- WHAT TO WORK ON
In the account of the legless patient outside the mayor's office, how many wagons did the writers estimate would handle their stuff?

The hotel was a huge room with a smaller yard; on the one side of the yard were the kitchens, etc., and on the other a string of bedrooms. We then crossed the big square to the Nachanlik’s (or mayor’s) office.
Outside the mayor’s office we found an old friend. He had been a patient in our hospital, and gangrene, following typhus, had so poisoned his legs that both were amputated. He had been discharged the day before, and had travelled up from Vrntze, some eight hours, in an open truck. The Serbian authorities had brought him from the station and had propped him on a wooden bench outside the mayor’s office, where he had remained all night, and where we found him. He was a charming fellow, though very silent. Once when Jo had remarked upon this silence he had answered, “When a man has no longer any legs it is fitting that he should be silent.”
He was waiting for his father, who lived twelve hours away in the mountains. The old man came with a donkey, and there was a most affecting meeting between the old father and his poor mutilated son. Tears flowed freely on either side, for Serbs are still simple enough to be unashamed of emotion. The donkey had an ordinary saddle, on to which our friend was hoisted. He balanced tentatively for a moment, then shook his head. A pack-saddle was substituted.
“It is hard,” he said, “young enough, and yet like a useless bale of goods.”
Twenty hours he had endured, and yet had twelve to go—thirty-two hours for a man without legs. This will show of what some Serbs are made.
Within the office we found a professor whom we had met before, and who was acting as assistant mayor. We took him to the station and estimated that thirty-two waggons would deal with our stuff.

- SUPPLIED MATERIAL
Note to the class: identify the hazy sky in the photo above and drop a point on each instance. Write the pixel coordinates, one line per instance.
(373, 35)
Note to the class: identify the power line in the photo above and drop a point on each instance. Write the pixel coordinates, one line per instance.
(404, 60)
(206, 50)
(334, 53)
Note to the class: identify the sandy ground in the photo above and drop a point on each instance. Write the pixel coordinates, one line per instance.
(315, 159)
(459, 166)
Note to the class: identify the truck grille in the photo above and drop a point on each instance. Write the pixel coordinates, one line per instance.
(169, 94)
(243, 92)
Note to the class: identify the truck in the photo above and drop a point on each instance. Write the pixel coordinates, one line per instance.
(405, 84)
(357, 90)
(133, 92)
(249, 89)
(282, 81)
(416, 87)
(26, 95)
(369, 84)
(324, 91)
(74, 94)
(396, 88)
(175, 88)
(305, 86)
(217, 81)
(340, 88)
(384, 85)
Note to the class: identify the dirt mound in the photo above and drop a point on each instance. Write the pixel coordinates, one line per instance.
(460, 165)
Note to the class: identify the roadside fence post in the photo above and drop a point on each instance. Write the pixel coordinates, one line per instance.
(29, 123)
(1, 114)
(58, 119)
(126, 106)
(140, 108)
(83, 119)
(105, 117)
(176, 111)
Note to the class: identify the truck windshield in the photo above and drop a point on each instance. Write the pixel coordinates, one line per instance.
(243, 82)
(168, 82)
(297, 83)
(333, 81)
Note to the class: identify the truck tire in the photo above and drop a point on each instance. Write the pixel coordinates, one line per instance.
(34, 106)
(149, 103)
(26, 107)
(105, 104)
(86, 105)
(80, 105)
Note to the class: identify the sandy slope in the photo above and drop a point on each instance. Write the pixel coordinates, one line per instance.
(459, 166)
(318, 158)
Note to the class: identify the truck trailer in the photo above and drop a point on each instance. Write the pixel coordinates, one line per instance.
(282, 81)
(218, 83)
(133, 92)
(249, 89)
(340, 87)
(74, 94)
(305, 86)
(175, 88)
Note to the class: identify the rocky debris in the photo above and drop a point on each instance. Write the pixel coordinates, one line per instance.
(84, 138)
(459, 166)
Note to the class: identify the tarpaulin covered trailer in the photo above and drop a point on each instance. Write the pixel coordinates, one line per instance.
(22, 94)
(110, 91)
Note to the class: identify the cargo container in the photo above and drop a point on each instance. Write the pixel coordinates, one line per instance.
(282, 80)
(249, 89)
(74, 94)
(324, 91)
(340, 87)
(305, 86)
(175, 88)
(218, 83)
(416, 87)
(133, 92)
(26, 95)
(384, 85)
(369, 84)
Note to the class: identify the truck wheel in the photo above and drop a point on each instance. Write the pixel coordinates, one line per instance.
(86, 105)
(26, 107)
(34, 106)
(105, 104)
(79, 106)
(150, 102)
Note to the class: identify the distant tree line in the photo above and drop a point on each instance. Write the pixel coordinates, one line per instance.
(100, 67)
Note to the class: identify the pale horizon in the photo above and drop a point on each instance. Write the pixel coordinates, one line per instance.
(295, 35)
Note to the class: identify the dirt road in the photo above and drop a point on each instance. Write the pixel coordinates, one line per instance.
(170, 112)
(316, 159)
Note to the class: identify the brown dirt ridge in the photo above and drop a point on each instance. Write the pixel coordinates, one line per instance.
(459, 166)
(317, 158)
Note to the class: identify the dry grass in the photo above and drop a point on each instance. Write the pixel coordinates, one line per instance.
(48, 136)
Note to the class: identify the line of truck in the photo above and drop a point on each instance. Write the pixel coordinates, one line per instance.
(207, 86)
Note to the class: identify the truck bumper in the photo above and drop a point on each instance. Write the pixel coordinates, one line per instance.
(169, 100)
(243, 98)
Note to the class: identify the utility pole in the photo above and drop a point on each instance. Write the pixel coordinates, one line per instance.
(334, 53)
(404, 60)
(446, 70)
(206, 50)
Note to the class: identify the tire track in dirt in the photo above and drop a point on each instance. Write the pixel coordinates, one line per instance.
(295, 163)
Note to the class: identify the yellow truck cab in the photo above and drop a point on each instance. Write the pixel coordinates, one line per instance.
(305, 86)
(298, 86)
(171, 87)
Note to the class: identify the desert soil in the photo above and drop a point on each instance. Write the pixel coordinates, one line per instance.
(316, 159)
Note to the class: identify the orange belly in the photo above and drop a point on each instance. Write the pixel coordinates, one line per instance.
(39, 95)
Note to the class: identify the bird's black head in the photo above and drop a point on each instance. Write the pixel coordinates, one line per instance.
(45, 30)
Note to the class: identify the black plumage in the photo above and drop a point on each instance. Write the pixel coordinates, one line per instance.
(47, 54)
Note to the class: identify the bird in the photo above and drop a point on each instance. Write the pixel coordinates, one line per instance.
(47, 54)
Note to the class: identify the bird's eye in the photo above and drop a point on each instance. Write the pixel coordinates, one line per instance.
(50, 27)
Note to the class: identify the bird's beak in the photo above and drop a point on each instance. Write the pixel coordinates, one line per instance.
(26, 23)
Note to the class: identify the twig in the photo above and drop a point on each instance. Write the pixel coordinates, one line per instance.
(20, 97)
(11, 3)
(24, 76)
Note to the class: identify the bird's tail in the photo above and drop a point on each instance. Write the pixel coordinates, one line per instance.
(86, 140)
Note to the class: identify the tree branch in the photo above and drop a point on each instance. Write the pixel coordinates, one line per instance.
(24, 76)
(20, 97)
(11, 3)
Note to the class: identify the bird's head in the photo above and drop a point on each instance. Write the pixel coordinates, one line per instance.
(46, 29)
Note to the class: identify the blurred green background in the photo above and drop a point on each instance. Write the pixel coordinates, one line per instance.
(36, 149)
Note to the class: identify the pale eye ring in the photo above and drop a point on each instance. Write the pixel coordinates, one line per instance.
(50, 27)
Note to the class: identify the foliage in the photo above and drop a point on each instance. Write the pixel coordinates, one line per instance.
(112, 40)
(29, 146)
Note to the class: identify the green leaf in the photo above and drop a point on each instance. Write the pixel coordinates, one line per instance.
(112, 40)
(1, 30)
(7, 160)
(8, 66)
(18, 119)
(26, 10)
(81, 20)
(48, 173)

- TASK ANSWER
Thirty-two.